■ **What is required**
Work out how many lines in the records below contain the string "yellow", counting case as significant, and give only that number.
==== Material for this task
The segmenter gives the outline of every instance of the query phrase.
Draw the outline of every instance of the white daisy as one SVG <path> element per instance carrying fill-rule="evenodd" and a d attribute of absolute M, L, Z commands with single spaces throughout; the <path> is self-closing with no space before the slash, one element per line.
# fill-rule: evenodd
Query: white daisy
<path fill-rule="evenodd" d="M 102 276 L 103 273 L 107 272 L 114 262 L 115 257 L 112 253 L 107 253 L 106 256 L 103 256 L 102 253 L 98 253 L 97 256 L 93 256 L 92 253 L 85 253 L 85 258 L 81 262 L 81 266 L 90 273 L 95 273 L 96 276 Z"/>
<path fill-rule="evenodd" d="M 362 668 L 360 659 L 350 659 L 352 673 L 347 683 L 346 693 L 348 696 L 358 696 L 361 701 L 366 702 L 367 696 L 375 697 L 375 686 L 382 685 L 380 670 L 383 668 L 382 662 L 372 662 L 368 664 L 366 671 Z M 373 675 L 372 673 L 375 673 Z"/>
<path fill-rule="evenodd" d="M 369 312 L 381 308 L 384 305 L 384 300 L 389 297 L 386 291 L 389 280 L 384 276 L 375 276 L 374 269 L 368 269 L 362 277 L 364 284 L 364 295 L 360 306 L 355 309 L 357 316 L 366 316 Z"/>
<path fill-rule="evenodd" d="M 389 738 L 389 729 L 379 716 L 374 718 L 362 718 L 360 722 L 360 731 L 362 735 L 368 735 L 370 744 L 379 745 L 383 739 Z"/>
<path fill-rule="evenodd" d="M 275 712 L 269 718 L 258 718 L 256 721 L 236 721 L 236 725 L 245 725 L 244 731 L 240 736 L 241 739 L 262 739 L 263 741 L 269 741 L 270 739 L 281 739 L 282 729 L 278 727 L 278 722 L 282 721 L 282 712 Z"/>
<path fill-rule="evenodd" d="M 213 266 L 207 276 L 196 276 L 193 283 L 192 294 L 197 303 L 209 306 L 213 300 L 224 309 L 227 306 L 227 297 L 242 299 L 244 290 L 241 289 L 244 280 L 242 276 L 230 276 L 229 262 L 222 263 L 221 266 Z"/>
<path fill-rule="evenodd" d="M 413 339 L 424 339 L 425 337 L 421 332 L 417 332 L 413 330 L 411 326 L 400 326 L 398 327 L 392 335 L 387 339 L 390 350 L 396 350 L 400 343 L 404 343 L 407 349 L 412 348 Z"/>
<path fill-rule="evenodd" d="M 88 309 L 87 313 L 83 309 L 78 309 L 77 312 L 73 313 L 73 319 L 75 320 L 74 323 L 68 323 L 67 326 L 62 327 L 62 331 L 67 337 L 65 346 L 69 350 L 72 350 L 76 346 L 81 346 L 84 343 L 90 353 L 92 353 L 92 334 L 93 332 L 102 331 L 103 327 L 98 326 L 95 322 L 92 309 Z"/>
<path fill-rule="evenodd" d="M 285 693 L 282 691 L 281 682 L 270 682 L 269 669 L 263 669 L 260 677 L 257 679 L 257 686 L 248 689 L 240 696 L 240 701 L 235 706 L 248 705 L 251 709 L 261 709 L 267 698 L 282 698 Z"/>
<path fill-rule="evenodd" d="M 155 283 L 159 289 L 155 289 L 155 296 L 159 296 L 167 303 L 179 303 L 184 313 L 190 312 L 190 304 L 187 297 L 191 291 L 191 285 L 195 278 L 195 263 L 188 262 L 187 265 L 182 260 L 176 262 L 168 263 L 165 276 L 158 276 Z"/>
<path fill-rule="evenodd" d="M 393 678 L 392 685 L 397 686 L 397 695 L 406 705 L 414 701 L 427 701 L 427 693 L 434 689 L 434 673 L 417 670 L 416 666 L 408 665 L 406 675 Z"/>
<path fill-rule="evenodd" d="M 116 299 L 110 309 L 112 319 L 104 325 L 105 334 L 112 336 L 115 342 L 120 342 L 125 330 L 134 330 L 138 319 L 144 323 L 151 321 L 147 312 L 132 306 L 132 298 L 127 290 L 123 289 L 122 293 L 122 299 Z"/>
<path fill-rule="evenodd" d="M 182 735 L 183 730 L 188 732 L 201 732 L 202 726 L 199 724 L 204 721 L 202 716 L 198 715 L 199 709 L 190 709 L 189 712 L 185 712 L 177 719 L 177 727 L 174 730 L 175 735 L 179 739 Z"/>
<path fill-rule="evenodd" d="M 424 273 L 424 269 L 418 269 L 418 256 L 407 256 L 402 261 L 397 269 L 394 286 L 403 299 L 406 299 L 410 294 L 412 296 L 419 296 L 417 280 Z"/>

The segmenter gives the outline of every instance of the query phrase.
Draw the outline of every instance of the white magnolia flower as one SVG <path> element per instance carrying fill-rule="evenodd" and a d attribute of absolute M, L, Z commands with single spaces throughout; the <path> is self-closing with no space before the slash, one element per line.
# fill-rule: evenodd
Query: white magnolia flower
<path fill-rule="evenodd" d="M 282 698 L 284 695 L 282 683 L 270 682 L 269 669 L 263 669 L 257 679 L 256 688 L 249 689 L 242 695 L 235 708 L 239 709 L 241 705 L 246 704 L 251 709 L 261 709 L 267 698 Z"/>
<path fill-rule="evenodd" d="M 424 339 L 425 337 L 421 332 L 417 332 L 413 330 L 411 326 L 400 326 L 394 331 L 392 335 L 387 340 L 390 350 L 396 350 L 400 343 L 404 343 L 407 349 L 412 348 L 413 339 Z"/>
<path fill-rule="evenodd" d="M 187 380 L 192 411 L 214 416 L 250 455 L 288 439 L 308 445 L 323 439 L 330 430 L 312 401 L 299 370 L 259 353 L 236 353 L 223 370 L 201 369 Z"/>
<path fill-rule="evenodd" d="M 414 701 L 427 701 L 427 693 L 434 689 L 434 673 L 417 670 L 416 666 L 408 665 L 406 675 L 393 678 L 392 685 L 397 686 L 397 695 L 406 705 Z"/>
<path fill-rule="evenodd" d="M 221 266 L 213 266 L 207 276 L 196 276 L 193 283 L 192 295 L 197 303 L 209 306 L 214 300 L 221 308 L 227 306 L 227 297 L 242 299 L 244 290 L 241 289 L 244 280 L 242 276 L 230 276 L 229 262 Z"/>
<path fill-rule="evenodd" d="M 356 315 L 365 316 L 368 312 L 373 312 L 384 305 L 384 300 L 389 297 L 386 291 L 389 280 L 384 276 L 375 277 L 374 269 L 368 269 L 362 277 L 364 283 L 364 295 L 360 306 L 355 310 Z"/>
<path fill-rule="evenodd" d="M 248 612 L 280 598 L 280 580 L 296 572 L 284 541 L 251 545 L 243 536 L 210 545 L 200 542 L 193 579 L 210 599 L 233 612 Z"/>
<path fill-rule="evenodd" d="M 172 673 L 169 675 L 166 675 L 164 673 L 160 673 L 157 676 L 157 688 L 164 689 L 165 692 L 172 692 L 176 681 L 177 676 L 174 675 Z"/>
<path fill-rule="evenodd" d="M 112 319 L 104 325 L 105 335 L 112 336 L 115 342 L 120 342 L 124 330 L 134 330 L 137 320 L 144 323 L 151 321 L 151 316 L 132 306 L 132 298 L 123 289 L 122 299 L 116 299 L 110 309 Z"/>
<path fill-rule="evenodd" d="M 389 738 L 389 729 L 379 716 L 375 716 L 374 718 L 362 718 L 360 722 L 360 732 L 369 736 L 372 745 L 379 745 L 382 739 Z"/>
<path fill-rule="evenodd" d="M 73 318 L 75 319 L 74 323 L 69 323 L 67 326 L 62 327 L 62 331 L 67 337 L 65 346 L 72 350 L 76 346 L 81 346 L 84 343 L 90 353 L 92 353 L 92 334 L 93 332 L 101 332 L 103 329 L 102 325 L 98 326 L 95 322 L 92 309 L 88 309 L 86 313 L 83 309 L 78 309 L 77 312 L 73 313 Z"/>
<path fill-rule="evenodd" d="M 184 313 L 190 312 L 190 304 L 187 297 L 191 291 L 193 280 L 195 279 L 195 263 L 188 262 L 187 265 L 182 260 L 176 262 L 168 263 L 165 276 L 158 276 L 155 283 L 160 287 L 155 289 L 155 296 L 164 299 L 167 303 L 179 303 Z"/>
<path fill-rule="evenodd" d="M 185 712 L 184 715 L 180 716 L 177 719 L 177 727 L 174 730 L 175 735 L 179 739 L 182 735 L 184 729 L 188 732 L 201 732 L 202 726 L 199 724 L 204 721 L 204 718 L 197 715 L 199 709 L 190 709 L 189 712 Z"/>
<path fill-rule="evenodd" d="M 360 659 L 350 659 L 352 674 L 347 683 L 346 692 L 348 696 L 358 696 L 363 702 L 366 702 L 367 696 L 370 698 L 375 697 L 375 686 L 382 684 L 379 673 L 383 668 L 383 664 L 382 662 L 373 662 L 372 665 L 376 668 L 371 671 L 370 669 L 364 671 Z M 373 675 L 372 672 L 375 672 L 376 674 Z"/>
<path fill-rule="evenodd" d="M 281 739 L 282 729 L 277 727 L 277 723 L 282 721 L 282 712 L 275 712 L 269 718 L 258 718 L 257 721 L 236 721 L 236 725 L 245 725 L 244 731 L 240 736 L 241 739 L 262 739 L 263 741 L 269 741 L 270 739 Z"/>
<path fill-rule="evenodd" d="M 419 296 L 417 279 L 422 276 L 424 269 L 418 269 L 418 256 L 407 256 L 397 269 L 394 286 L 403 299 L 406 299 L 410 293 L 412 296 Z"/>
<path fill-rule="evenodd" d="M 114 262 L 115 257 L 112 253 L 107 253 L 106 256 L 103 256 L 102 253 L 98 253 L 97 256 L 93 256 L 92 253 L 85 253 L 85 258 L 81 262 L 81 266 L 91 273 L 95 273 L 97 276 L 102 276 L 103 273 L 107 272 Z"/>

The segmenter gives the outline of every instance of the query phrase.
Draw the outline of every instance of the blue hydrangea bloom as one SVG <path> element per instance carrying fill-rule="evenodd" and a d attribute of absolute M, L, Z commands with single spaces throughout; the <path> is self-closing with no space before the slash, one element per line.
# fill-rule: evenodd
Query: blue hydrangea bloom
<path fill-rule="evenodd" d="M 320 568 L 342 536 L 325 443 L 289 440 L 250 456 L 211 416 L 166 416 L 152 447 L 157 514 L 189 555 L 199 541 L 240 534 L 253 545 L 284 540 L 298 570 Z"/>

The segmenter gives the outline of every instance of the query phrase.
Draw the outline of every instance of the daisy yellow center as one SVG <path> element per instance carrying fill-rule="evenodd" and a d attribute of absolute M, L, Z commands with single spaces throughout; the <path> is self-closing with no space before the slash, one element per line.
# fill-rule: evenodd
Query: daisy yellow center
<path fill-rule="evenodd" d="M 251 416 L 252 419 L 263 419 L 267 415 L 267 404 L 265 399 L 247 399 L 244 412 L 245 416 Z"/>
========
■ **Solution to this exercise**
2